PROVIDED TEXT ->
start

If you have the means, definitely go with 85 or P85. The added range on long trips is well worth it. The faster acceleration is well worth it. A 50 mile buffer is needed for cold weather or freeway speeds.
You should compromise on other options rather than battery size if intention is to save money.
I have a 60, and live in Ohio. I've had it a year and have 28,000 miles on it. I've taken several long trips, which often involve charging at campgrounds as Superchargers are just now coming into the State.
If I could rewind a year, I would get an 85, if for nothing else resale value and longevity. Supercharging capability and Twin Chargers are essential, so if you make a tradeoff, get those first.
I went for a 60 loaded with a few options rather than a bare bones 85, and I do not regret the decision. I get to enjoy the options every day (pano roof, leather, air, sound), but have not yet run into a situation where the shorter range has had a material impact. I have about 19k on the car in about 13 months of ownership. I've driven from the bay area to San Diego using superchargers, only difference from the 85 being that the recharge times are a few minutes longer. As the density of superchargers increases the 60 will get even more practical for longer trips. Ultimately the supercharger network is being put in place to support the model E, which will have comparable range to the 60.
@rsbevans, we went for a bare bones S85, emphasizing range (85), access to faster charging at Service Center/HPWC and Canada's Sun Country Highway higher amp charging stations (twin chargers built in), maneuverability in parking (Parking Sensors) and ability to navigate (Tech Package). Also the color blue.
We avoided air suspension because it failed on our Lincoln Mark VIII at 65,000 miles, costly. Retrofitted coils have never been the same.
We avoided pano roof due to forum discussions of shop visits to quiet noises.
We did not choose leather, preferring to put the $1,500 into twin chargers.
We did not choose the upgraded sound system because we prefer silence, or talking, to music. Occasional music will be OK with basic system.
We opted to put the 19" wheels, Michelin tires, onto the car due to reports of early wear on 21's (P85).
We didn't chose either P85 or P85+ due to cost, feeling that 0-60 just one second slower than the fast models would be sufficient for our needs!

end

Image region annotation data:

start

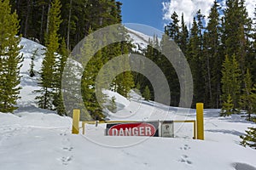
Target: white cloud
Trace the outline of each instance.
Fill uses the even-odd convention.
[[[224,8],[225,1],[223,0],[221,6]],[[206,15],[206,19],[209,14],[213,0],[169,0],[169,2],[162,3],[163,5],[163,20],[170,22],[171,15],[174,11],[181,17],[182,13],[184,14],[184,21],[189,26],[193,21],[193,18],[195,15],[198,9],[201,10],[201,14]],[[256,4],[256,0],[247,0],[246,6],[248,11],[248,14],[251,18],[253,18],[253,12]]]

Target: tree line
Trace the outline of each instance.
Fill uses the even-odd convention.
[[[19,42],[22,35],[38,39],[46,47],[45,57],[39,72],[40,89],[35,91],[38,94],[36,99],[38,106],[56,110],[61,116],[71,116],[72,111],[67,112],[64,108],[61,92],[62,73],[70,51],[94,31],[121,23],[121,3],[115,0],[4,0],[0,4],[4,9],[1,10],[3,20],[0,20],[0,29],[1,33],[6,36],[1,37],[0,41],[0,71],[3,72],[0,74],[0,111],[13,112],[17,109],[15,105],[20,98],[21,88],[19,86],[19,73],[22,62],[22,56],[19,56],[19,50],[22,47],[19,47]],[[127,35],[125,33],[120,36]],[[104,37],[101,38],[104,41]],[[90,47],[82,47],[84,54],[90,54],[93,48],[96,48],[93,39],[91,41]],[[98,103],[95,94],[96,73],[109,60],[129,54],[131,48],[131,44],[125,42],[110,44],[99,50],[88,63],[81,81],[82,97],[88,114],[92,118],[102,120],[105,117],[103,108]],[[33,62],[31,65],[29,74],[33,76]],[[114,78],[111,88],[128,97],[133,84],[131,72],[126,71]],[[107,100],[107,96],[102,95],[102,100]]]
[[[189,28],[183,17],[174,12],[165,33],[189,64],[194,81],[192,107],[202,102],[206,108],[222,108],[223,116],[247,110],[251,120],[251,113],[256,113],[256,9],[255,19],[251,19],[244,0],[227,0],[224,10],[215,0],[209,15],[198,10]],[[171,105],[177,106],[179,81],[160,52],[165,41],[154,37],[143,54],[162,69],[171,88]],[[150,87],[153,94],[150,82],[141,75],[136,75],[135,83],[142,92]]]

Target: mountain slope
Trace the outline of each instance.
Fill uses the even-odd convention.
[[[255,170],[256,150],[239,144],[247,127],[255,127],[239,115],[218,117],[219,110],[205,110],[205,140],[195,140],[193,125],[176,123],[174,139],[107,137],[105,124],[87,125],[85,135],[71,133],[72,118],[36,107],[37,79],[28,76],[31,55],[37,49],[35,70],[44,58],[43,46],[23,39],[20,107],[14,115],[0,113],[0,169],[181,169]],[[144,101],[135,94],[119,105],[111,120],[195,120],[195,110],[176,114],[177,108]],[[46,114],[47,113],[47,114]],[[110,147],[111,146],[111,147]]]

end
start

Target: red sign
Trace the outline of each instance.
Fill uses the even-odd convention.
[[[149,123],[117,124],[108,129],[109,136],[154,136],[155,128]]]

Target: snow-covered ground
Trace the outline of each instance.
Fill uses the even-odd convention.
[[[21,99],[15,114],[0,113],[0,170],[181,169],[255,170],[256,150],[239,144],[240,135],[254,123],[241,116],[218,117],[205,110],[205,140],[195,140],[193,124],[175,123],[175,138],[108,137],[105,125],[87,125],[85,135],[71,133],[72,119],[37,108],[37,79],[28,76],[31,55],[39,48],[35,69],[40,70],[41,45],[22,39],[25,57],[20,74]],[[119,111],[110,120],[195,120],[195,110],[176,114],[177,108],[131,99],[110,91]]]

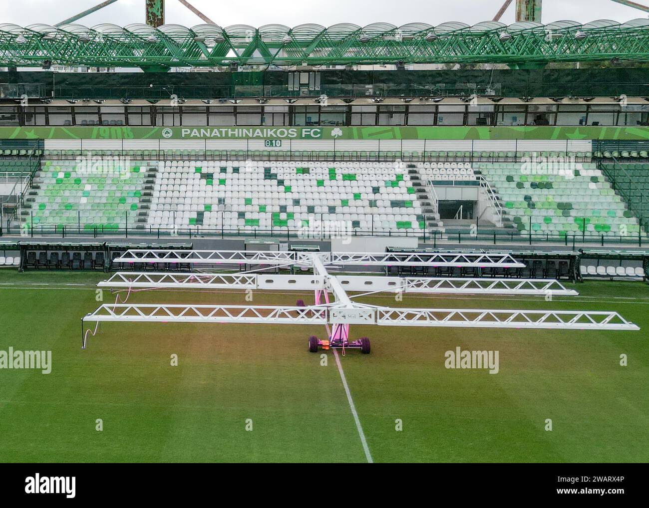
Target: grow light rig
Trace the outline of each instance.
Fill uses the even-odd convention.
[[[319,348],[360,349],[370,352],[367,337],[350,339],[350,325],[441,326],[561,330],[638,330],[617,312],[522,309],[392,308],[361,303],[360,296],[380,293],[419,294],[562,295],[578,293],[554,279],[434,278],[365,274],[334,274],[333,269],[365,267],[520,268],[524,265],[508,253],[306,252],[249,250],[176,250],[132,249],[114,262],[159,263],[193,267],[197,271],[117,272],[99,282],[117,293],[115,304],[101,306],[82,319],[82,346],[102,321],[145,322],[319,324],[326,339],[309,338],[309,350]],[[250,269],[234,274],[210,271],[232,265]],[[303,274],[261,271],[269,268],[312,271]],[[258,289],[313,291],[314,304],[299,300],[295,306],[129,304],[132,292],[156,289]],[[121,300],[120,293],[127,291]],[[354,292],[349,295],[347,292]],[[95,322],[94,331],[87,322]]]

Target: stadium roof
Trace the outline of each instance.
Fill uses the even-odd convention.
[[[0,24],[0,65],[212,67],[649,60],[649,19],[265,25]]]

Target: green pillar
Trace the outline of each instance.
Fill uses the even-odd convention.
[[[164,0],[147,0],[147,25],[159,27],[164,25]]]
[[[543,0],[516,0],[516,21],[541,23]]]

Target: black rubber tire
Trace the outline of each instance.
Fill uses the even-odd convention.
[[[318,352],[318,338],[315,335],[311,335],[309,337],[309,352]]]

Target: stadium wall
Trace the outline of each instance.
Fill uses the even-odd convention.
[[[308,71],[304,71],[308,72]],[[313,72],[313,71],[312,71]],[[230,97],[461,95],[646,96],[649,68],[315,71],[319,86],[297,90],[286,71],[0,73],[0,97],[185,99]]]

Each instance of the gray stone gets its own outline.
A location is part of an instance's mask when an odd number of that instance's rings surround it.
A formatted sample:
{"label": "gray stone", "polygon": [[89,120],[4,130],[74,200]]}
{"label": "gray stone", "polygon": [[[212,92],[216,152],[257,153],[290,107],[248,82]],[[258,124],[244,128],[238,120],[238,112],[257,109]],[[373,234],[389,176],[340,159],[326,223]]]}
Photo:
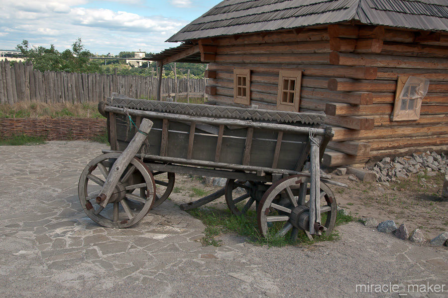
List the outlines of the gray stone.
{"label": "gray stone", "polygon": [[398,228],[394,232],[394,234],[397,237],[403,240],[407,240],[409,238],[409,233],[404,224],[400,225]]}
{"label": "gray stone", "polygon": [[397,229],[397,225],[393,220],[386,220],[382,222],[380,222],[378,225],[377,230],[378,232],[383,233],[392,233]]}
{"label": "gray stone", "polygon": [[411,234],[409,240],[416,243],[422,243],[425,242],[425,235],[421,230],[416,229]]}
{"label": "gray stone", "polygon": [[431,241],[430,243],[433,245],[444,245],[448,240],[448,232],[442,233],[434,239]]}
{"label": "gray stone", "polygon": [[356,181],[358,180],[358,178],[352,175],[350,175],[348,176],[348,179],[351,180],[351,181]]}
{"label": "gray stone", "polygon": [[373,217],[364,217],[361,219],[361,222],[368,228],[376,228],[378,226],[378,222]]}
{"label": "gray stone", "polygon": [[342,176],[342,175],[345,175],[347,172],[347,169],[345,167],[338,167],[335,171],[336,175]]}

end
start

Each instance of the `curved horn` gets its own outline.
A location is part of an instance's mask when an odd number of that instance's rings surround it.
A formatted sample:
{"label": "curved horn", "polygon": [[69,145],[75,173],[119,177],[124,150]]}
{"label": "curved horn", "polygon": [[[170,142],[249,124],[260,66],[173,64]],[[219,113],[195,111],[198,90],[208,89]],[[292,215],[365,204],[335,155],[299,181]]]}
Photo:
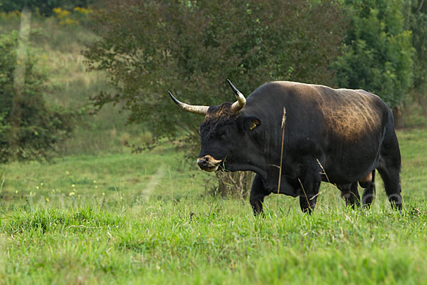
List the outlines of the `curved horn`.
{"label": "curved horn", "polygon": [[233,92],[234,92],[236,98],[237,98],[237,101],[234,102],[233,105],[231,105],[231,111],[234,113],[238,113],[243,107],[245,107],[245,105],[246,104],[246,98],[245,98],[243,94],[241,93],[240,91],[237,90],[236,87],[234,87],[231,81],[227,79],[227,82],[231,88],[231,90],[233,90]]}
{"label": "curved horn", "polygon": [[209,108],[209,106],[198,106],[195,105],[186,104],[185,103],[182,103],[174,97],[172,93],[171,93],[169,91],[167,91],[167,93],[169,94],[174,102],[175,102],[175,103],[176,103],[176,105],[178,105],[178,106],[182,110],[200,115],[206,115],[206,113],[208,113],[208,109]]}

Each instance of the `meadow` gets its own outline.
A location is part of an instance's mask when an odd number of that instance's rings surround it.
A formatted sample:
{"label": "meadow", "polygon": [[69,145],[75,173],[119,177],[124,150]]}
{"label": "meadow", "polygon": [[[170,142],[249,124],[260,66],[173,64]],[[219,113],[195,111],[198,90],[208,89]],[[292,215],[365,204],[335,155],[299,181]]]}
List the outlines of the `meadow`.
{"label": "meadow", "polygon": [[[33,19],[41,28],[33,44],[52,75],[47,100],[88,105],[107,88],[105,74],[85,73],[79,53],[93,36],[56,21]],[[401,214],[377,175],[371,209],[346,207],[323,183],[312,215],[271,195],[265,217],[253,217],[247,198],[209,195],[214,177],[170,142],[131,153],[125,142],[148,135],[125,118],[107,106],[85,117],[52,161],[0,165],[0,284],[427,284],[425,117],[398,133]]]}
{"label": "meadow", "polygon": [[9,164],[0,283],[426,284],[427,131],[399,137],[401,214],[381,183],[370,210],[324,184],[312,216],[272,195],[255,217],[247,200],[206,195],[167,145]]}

end

PROBLEMS TO WORK ON ->
[1] From the battery-size discussion, give again the part that opens with the words containing "We avoided air" and closes with "for our needs!".
[2] In the battery-size discussion, list the options named in parentheses that the writer with the loaded 60 says they enjoy every day.

ANSWERS PROVIDED ->
[1]
We avoided air suspension because it failed on our Lincoln Mark VIII at 65,000 miles, costly. Retrofitted coils have never been the same.
We avoided pano roof due to forum discussions of shop visits to quiet noises.
We did not choose leather, preferring to put the $1,500 into twin chargers.
We did not choose the upgraded sound system because we prefer silence, or talking, to music. Occasional music will be OK with basic system.
We opted to put the 19" wheels, Michelin tires, onto the car due to reports of early wear on 21's (P85).
We didn't chose either P85 or P85+ due to cost, feeling that 0-60 just one second slower than the fast models would be sufficient for our needs!

[2]
- pano roof
- leather
- air
- sound